----- Data to use -----
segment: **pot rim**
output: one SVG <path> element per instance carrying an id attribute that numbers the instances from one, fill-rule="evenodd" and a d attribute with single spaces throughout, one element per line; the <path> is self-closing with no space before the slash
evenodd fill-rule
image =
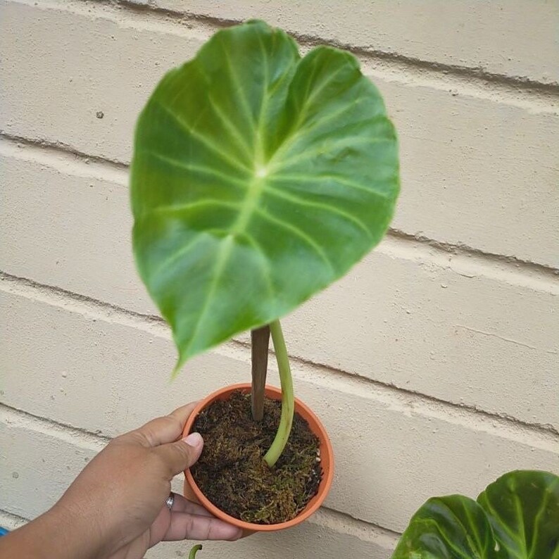
<path id="1" fill-rule="evenodd" d="M 227 387 L 223 387 L 219 390 L 216 390 L 215 392 L 212 392 L 203 400 L 201 400 L 196 404 L 196 408 L 194 408 L 192 413 L 190 415 L 190 417 L 188 418 L 188 420 L 184 425 L 184 429 L 182 433 L 183 438 L 190 433 L 192 426 L 194 425 L 194 420 L 200 412 L 204 409 L 204 408 L 207 407 L 210 403 L 217 399 L 218 396 L 222 396 L 222 394 L 227 394 L 235 390 L 246 390 L 247 389 L 250 390 L 250 383 L 243 382 L 237 384 L 230 384 Z M 265 391 L 266 396 L 274 398 L 274 399 L 276 400 L 281 399 L 282 391 L 279 388 L 272 387 L 270 384 L 266 384 Z M 190 486 L 190 488 L 194 493 L 196 498 L 198 498 L 200 501 L 200 503 L 214 516 L 221 520 L 228 522 L 229 524 L 232 524 L 234 526 L 241 528 L 244 530 L 249 530 L 251 532 L 277 532 L 278 530 L 282 530 L 286 528 L 291 528 L 293 526 L 296 526 L 304 520 L 306 520 L 307 518 L 314 514 L 314 513 L 315 513 L 320 507 L 326 498 L 326 496 L 328 494 L 328 491 L 329 491 L 330 486 L 332 486 L 332 479 L 334 478 L 334 451 L 332 450 L 330 440 L 328 438 L 328 434 L 327 433 L 324 425 L 322 425 L 322 422 L 314 413 L 314 412 L 313 412 L 313 410 L 308 406 L 304 404 L 297 398 L 295 398 L 295 411 L 299 413 L 302 411 L 303 415 L 307 415 L 313 420 L 315 425 L 310 425 L 310 422 L 309 422 L 309 427 L 310 427 L 313 432 L 315 433 L 315 434 L 319 439 L 320 443 L 320 456 L 321 457 L 323 457 L 325 454 L 326 454 L 328 458 L 327 463 L 329 465 L 329 467 L 327 471 L 326 471 L 325 469 L 323 469 L 322 479 L 320 480 L 320 484 L 318 486 L 318 491 L 317 494 L 315 495 L 312 499 L 310 499 L 305 508 L 303 509 L 303 510 L 299 515 L 297 515 L 295 518 L 293 518 L 291 520 L 287 520 L 284 522 L 280 522 L 279 524 L 253 524 L 252 522 L 246 522 L 244 520 L 240 520 L 238 518 L 235 518 L 233 516 L 230 516 L 215 506 L 215 505 L 211 503 L 202 493 L 201 490 L 194 481 L 192 475 L 190 473 L 190 470 L 189 469 L 184 470 L 185 481 Z M 316 432 L 317 429 L 315 429 L 315 426 L 318 429 L 318 432 Z"/>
-----
Set problem | Can you transcribe the listing above line for line, without changing anything and without the picture?

Response for this exercise |
segment: **pot rim**
output: one SVG <path> element per instance carrying an id attribute that numbers the instances from one, fill-rule="evenodd" and a d attribute with single spaces throughout, one element per line; the <path> is self-closing with no space before the slash
evenodd fill-rule
image =
<path id="1" fill-rule="evenodd" d="M 227 387 L 223 387 L 219 390 L 216 390 L 215 392 L 212 392 L 203 400 L 201 400 L 196 404 L 196 408 L 194 408 L 192 413 L 190 415 L 190 417 L 188 418 L 188 420 L 184 425 L 184 429 L 182 433 L 183 438 L 190 433 L 192 426 L 194 425 L 194 420 L 200 412 L 204 409 L 204 408 L 207 407 L 210 403 L 217 399 L 218 396 L 222 396 L 222 394 L 227 394 L 235 390 L 246 390 L 247 389 L 250 390 L 250 383 L 243 382 L 237 384 L 230 384 Z M 265 391 L 266 396 L 274 398 L 274 399 L 276 400 L 281 399 L 282 391 L 279 388 L 272 387 L 270 384 L 266 384 Z M 190 486 L 190 488 L 194 493 L 196 498 L 198 498 L 200 501 L 200 503 L 214 516 L 221 520 L 228 522 L 229 524 L 232 524 L 234 526 L 241 528 L 244 530 L 249 530 L 251 532 L 277 532 L 278 530 L 282 530 L 286 528 L 291 528 L 293 526 L 296 526 L 304 520 L 306 520 L 307 518 L 314 514 L 314 513 L 315 513 L 320 507 L 326 498 L 326 496 L 328 494 L 328 491 L 329 491 L 330 486 L 332 486 L 332 479 L 334 478 L 334 451 L 332 450 L 330 440 L 328 438 L 328 434 L 327 433 L 324 425 L 322 425 L 322 422 L 314 413 L 314 412 L 313 412 L 313 410 L 308 406 L 304 404 L 297 398 L 295 398 L 295 411 L 299 413 L 302 411 L 303 415 L 307 415 L 313 420 L 315 425 L 310 425 L 310 422 L 309 422 L 309 427 L 310 427 L 313 432 L 315 433 L 315 434 L 319 439 L 320 443 L 320 456 L 321 457 L 323 457 L 325 454 L 326 454 L 328 458 L 327 463 L 329 465 L 329 467 L 327 471 L 326 471 L 325 469 L 323 469 L 322 479 L 320 480 L 320 484 L 318 486 L 318 491 L 317 494 L 315 495 L 312 499 L 310 499 L 305 508 L 303 509 L 303 510 L 299 515 L 297 515 L 295 518 L 293 518 L 291 520 L 287 520 L 284 522 L 280 522 L 279 524 L 253 524 L 252 522 L 246 522 L 244 520 L 240 520 L 238 518 L 235 518 L 233 516 L 230 516 L 215 506 L 215 505 L 211 503 L 202 493 L 201 490 L 194 481 L 192 475 L 190 473 L 190 470 L 189 469 L 184 470 L 185 481 Z M 316 432 L 317 429 L 315 429 L 315 426 L 318 429 L 318 432 Z"/>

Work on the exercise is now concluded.